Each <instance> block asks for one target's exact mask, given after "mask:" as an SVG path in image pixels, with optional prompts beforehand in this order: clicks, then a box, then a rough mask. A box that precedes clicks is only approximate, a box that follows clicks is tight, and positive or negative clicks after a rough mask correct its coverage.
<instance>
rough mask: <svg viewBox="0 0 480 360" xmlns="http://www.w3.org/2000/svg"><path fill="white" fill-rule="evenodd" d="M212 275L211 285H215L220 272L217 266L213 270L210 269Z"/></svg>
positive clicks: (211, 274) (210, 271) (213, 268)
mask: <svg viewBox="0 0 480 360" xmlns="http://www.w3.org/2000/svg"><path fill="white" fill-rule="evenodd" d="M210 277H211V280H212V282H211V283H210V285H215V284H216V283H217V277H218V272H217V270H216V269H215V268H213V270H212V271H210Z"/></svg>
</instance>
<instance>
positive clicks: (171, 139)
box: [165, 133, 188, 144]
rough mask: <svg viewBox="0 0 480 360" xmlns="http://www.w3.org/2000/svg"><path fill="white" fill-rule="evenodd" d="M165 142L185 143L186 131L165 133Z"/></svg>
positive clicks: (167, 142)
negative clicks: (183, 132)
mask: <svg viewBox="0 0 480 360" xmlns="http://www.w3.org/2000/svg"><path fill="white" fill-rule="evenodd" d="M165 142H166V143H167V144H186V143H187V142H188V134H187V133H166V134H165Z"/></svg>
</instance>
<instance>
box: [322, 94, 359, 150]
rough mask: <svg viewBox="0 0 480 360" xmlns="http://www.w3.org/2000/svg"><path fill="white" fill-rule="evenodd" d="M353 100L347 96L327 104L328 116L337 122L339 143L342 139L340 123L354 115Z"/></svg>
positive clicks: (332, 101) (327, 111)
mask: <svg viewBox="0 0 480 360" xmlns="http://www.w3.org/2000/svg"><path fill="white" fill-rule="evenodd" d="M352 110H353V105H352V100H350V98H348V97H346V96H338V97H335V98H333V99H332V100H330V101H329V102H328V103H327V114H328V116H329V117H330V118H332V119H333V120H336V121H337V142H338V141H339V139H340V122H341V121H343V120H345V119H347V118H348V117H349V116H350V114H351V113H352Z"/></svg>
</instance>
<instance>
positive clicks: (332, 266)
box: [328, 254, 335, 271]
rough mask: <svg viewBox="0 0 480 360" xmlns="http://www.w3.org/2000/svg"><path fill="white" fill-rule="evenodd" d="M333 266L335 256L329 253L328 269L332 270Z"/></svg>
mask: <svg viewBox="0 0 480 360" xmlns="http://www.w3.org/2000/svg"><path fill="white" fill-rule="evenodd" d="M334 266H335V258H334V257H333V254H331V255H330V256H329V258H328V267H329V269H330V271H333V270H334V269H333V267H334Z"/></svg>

### What this task involves
Please return exactly the lines from the one containing "positive clicks: (171, 139)" through the end of the entries above, adding no other line.

### Final answer
positive clicks: (171, 139)
box: [165, 133, 188, 144]
rough mask: <svg viewBox="0 0 480 360" xmlns="http://www.w3.org/2000/svg"><path fill="white" fill-rule="evenodd" d="M165 142L185 143L186 131L165 133Z"/></svg>
positive clicks: (167, 142)
negative clicks: (183, 132)
mask: <svg viewBox="0 0 480 360" xmlns="http://www.w3.org/2000/svg"><path fill="white" fill-rule="evenodd" d="M165 142H166V143H167V144H186V143H187V142H188V134H187V133H166V134H165Z"/></svg>
</instance>
<instance>
box: [322, 94, 359, 150]
rough mask: <svg viewBox="0 0 480 360" xmlns="http://www.w3.org/2000/svg"><path fill="white" fill-rule="evenodd" d="M353 100L347 96L327 104L328 116L337 122L339 143L342 139L340 123L354 115Z"/></svg>
positive clicks: (332, 101) (327, 111)
mask: <svg viewBox="0 0 480 360" xmlns="http://www.w3.org/2000/svg"><path fill="white" fill-rule="evenodd" d="M352 110H353V105H352V100H350V98H348V97H346V96H338V97H335V98H333V99H332V100H330V101H329V102H328V103H327V114H328V116H329V117H330V118H332V119H333V120H336V121H337V142H338V141H339V139H340V122H341V121H343V120H345V119H347V118H348V117H349V116H350V114H351V113H352Z"/></svg>
</instance>
<instance>
positive clicks: (332, 266)
box: [328, 254, 335, 271]
rough mask: <svg viewBox="0 0 480 360" xmlns="http://www.w3.org/2000/svg"><path fill="white" fill-rule="evenodd" d="M333 266L335 256L329 253L328 269L332 270Z"/></svg>
mask: <svg viewBox="0 0 480 360" xmlns="http://www.w3.org/2000/svg"><path fill="white" fill-rule="evenodd" d="M334 266H335V258H334V257H333V254H331V255H330V256H329V258H328V267H329V269H330V271H333V270H334V269H333V267H334Z"/></svg>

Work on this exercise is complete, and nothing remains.